# [Data lines]

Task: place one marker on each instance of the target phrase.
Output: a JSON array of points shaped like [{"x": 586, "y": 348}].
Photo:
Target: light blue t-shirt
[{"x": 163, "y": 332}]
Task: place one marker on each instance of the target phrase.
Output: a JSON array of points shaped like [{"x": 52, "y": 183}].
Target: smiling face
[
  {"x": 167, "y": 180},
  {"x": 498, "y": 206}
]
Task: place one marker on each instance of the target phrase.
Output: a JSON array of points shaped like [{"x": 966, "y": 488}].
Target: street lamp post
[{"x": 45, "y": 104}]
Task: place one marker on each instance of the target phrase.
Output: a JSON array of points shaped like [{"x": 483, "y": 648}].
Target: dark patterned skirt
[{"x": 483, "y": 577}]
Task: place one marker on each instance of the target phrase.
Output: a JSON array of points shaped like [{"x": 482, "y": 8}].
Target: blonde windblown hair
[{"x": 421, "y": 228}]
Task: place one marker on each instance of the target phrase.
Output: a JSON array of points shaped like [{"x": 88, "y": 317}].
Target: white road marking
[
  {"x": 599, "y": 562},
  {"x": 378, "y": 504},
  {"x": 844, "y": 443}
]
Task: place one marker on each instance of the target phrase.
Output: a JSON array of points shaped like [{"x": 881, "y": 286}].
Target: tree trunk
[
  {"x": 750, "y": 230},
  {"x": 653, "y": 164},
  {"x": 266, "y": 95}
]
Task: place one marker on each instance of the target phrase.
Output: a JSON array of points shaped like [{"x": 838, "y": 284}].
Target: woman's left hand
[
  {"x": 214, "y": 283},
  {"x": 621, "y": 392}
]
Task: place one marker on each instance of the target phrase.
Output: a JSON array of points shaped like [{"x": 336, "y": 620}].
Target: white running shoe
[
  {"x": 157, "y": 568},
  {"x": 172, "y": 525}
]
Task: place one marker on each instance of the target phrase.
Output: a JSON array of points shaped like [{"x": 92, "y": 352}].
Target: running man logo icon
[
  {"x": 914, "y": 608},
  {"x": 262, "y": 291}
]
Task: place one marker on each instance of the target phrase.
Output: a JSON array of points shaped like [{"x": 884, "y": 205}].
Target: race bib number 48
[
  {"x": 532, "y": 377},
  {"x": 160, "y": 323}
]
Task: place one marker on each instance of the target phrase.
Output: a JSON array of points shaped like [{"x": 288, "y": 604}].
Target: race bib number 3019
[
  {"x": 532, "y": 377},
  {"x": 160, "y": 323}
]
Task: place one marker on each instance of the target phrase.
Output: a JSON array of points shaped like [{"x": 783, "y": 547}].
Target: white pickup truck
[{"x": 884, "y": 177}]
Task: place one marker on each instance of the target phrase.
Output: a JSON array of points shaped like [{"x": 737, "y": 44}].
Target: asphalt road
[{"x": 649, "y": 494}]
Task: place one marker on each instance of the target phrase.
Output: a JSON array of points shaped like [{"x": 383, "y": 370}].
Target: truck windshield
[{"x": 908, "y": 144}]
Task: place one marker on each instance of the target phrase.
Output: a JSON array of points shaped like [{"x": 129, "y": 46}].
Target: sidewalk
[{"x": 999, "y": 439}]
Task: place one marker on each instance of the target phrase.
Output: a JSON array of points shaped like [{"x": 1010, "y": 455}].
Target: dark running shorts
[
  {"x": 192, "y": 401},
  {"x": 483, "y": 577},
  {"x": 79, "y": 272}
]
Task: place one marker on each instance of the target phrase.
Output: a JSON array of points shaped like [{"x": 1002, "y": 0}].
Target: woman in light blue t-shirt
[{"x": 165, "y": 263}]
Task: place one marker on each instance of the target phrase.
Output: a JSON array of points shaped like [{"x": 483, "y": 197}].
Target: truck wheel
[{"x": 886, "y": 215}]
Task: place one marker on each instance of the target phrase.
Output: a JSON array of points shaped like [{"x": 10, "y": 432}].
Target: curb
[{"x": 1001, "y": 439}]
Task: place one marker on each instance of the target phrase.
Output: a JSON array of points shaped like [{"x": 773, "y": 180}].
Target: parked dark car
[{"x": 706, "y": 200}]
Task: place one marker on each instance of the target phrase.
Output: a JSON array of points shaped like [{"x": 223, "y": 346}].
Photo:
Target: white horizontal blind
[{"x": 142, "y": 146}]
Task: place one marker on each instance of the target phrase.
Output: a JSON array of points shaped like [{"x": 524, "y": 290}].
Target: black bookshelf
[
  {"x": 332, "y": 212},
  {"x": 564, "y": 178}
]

# [Problem details]
Count the lines of the listing above that contain the string "running", treating case as significant. Output only the resulting number.

# [Response to the exercise]
3